▶ [Excerpt to read]:
The invention relates to the field of voltage source converters, such as multilevel converters. Voltage source converters (VSC) have changed power transmission and distribution and using power electronics including semiconductor switching elements that can be turned off, such as IGBTs (Insulated Gate Bipolar Transistors) have found great use for DC transmission, reactive power compensation, control of active as well as reactive power, being able to create AC voltage out of DC voltage by means of switching control, and for converting AC to DC etcetera.
The multilevel converter technique, employing switching cells having respective energy storage elements for providing many voltage levels, wherein each voltage level being individually switched, can be used to compensate for example for reactive power in AC transmission networks. Often, the energy storage elements used consists of capacitors but may also be batteries.
The chain link H-bridge is a successful topology in the market and it is provided by several manufacturers. The H-bridge cells can be comparably simple and are suitable for being provided as modules, which helps to keep the costs of the construction down. Since the number of modules or switching cells is proportional to the AC voltage the system is easily scalable. Several variants of the chain-link topology exist, such as wye- or delta-connected H-bridge, and wye-connected M2LC.
FIG. 9 is a simplified example of a multilevel H-bridge converter according to the prior art, which converter is wye connected. The multilevel converter arrangement comprising three phase legs 10, 20, 30, each having a connection 15, 25, 35, respectively, adapted for connecting the converter arrangement to a respective phase A, B, C of a three-phase AC power transmissions grid, which transmission grid connection 15, 25, 35 is provided at a first end of each phase leg 10, 20, 30. A coil 13, 23, 33 is arranged at the transmission grid connections to smoothen the wave forms created by the converter. At the second end of each phase leg 10, 20, 30, the phase legs 10, 20, 30 are interconnected in the wye connection. Each phase leg 10, 20, 30 comprises a number of series connected switching cells 11A-n, 21A-n, and 31A-n. Each switching cell 11A-n, 21A-n, and 31A-n comprises an energy storage element 12A-n, 22A-n, 32A-n in the form of a capacitor. Each switching cell 11A-n, 21A-n, and 31A-n of the phase legs 10, 20, 30 are provided as modules of the same type as every other switching cell 11A-n, 21A-n, 31A-n; having the same bridge topology, the same type of capacitor and the same type of semiconductor switches. The multilevel converter also includes a controller 50 arranged for monitoring currents and voltages and controlling switching of the switching cells 11A-n, 21A-n, 31A-n. The controller 50 is provided to control the switching cells 11A-n, 21A-n, 31A-n to adjust the active and reactive power in a transmission line or grid. The controller 50 controls the switching cells 11A-n, 21A-n, 31A-n for control periods at a switching frequency that is substantially higher than the transmission grid frequency. Each phase voltage is adjusted for each control period, wherein the phase voltage is adjusted in accordance with a voltage reference signal that the converter receives as input from an outer controller provided in the transmission grid. The phase legs 10, 20, 30 may become unbalanced such that the voltages of some, or all, of the capacitors (energy storage elements 12A-n, 21A-n and 31A-n) deviate from the desired nominal cell voltages.

▶ [Data for analysis]:
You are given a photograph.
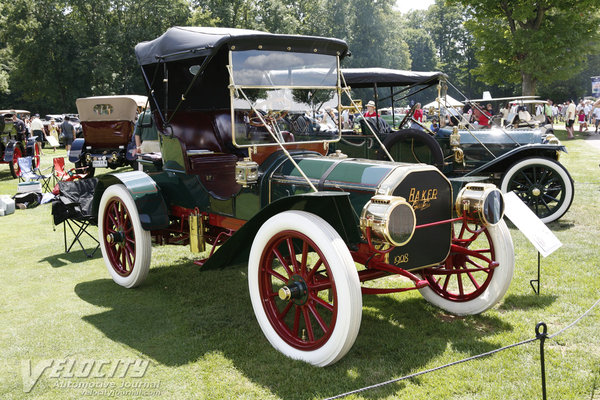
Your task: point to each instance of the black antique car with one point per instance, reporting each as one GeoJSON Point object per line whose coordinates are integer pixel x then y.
{"type": "Point", "coordinates": [107, 123]}
{"type": "Point", "coordinates": [13, 146]}
{"type": "Point", "coordinates": [244, 170]}
{"type": "Point", "coordinates": [521, 158]}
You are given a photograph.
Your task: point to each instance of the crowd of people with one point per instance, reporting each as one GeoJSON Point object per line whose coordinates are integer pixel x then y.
{"type": "Point", "coordinates": [35, 127]}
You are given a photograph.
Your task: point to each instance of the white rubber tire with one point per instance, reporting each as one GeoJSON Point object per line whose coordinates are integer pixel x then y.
{"type": "Point", "coordinates": [505, 256]}
{"type": "Point", "coordinates": [345, 277]}
{"type": "Point", "coordinates": [142, 239]}
{"type": "Point", "coordinates": [554, 166]}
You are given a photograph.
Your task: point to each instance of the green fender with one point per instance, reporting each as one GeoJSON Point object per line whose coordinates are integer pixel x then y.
{"type": "Point", "coordinates": [145, 193]}
{"type": "Point", "coordinates": [333, 207]}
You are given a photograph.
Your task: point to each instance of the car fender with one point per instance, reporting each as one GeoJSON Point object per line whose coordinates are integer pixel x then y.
{"type": "Point", "coordinates": [9, 151]}
{"type": "Point", "coordinates": [131, 153]}
{"type": "Point", "coordinates": [145, 192]}
{"type": "Point", "coordinates": [502, 163]}
{"type": "Point", "coordinates": [333, 207]}
{"type": "Point", "coordinates": [76, 149]}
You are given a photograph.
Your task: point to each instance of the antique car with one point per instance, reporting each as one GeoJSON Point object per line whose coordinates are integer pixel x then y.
{"type": "Point", "coordinates": [107, 123]}
{"type": "Point", "coordinates": [12, 146]}
{"type": "Point", "coordinates": [241, 169]}
{"type": "Point", "coordinates": [520, 158]}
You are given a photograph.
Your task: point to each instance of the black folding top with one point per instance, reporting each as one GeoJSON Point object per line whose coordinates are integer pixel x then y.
{"type": "Point", "coordinates": [366, 77]}
{"type": "Point", "coordinates": [180, 42]}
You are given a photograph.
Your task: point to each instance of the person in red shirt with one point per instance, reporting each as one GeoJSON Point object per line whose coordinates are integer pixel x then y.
{"type": "Point", "coordinates": [485, 116]}
{"type": "Point", "coordinates": [418, 114]}
{"type": "Point", "coordinates": [371, 109]}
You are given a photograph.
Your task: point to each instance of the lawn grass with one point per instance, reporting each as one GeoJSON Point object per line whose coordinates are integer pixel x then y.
{"type": "Point", "coordinates": [198, 331]}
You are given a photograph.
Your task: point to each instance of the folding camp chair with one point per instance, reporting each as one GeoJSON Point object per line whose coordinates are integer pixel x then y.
{"type": "Point", "coordinates": [60, 175]}
{"type": "Point", "coordinates": [30, 173]}
{"type": "Point", "coordinates": [73, 208]}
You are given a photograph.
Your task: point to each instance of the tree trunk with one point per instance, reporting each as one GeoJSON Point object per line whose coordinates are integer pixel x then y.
{"type": "Point", "coordinates": [528, 85]}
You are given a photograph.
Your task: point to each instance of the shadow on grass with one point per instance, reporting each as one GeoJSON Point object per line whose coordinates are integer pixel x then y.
{"type": "Point", "coordinates": [527, 301]}
{"type": "Point", "coordinates": [183, 315]}
{"type": "Point", "coordinates": [73, 257]}
{"type": "Point", "coordinates": [563, 224]}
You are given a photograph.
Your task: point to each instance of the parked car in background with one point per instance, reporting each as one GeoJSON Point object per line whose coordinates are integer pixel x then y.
{"type": "Point", "coordinates": [520, 158]}
{"type": "Point", "coordinates": [13, 146]}
{"type": "Point", "coordinates": [107, 123]}
{"type": "Point", "coordinates": [243, 168]}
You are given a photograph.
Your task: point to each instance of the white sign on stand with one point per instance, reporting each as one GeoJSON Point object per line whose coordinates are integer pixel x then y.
{"type": "Point", "coordinates": [532, 227]}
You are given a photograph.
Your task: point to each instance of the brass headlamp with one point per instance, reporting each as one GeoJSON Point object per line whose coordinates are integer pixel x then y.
{"type": "Point", "coordinates": [390, 218]}
{"type": "Point", "coordinates": [482, 202]}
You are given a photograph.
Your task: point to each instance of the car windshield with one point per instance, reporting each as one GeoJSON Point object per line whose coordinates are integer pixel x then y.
{"type": "Point", "coordinates": [291, 96]}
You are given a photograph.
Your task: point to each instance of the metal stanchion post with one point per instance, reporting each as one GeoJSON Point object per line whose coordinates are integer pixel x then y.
{"type": "Point", "coordinates": [542, 337]}
{"type": "Point", "coordinates": [538, 279]}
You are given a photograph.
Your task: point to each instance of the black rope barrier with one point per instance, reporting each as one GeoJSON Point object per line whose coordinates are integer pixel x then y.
{"type": "Point", "coordinates": [541, 331]}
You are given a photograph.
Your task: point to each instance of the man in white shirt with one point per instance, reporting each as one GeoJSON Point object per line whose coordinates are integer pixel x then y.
{"type": "Point", "coordinates": [37, 129]}
{"type": "Point", "coordinates": [570, 118]}
{"type": "Point", "coordinates": [596, 117]}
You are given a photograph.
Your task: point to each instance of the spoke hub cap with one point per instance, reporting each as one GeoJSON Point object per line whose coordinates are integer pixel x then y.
{"type": "Point", "coordinates": [115, 237]}
{"type": "Point", "coordinates": [296, 290]}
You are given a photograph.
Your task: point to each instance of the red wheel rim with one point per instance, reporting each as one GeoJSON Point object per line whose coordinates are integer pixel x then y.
{"type": "Point", "coordinates": [119, 237]}
{"type": "Point", "coordinates": [469, 268]}
{"type": "Point", "coordinates": [307, 321]}
{"type": "Point", "coordinates": [16, 155]}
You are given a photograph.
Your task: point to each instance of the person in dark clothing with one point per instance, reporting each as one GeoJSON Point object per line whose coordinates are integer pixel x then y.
{"type": "Point", "coordinates": [19, 127]}
{"type": "Point", "coordinates": [68, 132]}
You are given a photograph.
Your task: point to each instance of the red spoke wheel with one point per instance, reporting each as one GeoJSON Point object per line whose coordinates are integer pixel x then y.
{"type": "Point", "coordinates": [126, 246]}
{"type": "Point", "coordinates": [15, 171]}
{"type": "Point", "coordinates": [477, 272]}
{"type": "Point", "coordinates": [304, 288]}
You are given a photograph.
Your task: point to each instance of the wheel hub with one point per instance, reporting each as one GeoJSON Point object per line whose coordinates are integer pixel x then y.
{"type": "Point", "coordinates": [296, 290]}
{"type": "Point", "coordinates": [115, 237]}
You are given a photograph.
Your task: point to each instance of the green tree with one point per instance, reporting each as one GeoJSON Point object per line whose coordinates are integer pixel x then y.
{"type": "Point", "coordinates": [532, 41]}
{"type": "Point", "coordinates": [422, 50]}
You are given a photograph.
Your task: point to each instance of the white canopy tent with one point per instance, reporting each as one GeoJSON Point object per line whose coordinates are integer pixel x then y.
{"type": "Point", "coordinates": [450, 102]}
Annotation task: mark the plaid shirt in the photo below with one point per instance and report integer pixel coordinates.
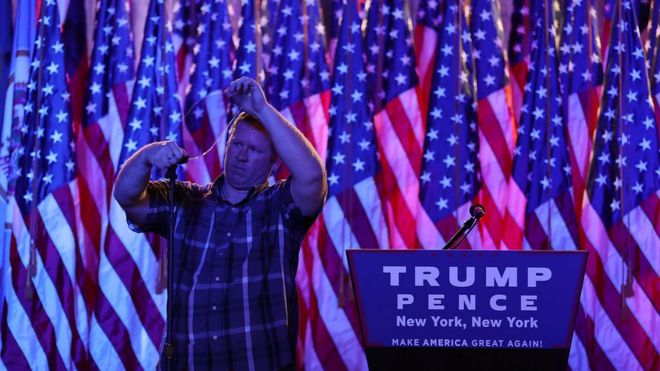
(234, 273)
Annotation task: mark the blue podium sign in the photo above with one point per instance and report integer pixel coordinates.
(467, 298)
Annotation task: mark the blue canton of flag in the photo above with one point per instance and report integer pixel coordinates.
(487, 49)
(429, 13)
(390, 58)
(212, 70)
(155, 113)
(351, 146)
(580, 66)
(541, 168)
(113, 51)
(248, 62)
(652, 52)
(46, 153)
(625, 168)
(297, 55)
(450, 165)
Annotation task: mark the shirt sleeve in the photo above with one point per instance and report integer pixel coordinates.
(159, 206)
(293, 217)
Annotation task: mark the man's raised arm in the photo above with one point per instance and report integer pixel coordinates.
(308, 182)
(130, 187)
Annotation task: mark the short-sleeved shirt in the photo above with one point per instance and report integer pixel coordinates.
(234, 274)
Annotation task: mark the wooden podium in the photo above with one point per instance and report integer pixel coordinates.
(466, 309)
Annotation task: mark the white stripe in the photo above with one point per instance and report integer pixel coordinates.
(122, 303)
(578, 133)
(554, 226)
(339, 230)
(140, 251)
(112, 129)
(367, 193)
(428, 234)
(606, 334)
(516, 204)
(492, 175)
(501, 107)
(400, 164)
(21, 328)
(639, 304)
(338, 326)
(60, 233)
(196, 170)
(318, 124)
(577, 357)
(427, 49)
(410, 103)
(246, 287)
(101, 350)
(44, 288)
(310, 358)
(643, 231)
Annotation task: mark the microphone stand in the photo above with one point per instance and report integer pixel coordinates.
(476, 212)
(168, 350)
(169, 345)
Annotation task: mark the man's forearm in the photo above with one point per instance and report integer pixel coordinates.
(291, 145)
(132, 180)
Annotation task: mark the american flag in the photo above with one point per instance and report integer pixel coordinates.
(132, 267)
(15, 99)
(450, 166)
(45, 319)
(497, 131)
(352, 215)
(248, 55)
(399, 127)
(581, 76)
(107, 103)
(519, 50)
(620, 215)
(429, 20)
(540, 212)
(298, 81)
(185, 25)
(205, 105)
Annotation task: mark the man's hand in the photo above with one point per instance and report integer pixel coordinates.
(248, 95)
(162, 155)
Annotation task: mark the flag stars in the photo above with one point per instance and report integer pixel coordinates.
(358, 165)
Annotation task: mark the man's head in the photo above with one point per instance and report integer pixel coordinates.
(250, 153)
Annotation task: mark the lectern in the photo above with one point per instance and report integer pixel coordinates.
(467, 309)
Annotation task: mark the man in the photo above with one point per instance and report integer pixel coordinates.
(236, 240)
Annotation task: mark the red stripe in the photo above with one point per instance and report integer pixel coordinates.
(338, 276)
(116, 332)
(405, 133)
(325, 348)
(490, 127)
(651, 207)
(628, 328)
(402, 221)
(356, 217)
(11, 355)
(493, 222)
(122, 101)
(128, 271)
(40, 322)
(585, 328)
(643, 271)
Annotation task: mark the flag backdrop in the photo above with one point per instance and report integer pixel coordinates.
(418, 108)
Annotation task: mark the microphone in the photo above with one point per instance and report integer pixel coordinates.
(171, 171)
(477, 212)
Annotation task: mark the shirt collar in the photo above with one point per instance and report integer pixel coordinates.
(219, 181)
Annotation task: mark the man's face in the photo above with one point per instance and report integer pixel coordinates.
(249, 157)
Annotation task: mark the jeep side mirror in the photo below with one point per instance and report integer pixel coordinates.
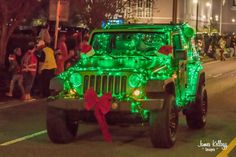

▶ [Task list]:
**1.** Retype the passage on voltage source converters word for word, beginning at the words "The multilevel converter technique, employing" and stopping after "and wye-connected M2LC.".
**2.** Continue the passage on voltage source converters from where it ends.

▶ [Your responses]:
**1.**
The multilevel converter technique, employing switching cells having respective energy storage elements for providing many voltage levels, wherein each voltage level being individually switched, can be used to compensate for example for reactive power in AC transmission networks. Often, the energy storage elements used consists of capacitors but may also be batteries.
The chain link H-bridge is a successful topology in the market and it is provided by several manufacturers. The H-bridge cells can be comparably simple and are suitable for being provided as modules, which helps to keep the costs of the construction down. Since the number of modules or switching cells is proportional to the AC voltage the system is easily scalable. Several variants of the chain-link topology exist, such as wye- or delta-connected H-bridge, and wye-connected M2LC.

**2.**
Cost and losses for such and similar converters are related to the total silicon area used in the converter. The silicon area is dependent on the voltage and current rating. A problem that may arise is that voltages over individual energy storage elements become too large or too low. Also, the total voltage available in the cells of a phase leg may for example become too low. For normal operation of the converter in industrial applications the designer must take into account the unbalance in the three-phase load. Unbalanced loads produce negative sequence currents that need to be compensated by the converter. To counteract the effect of these currents the total number of series connected cells will have too be large enough to compensate for the unbalanced condition due to the zero sequence voltage that needs to be injected. This has lead to the need for over-rated converters, wherein a number of extra switching cells has to be included in the phase legs for redundancy.
Using more switching cells is disadvantageous since the extra switching cells add to the costs of the converters and add losses during use of the converters.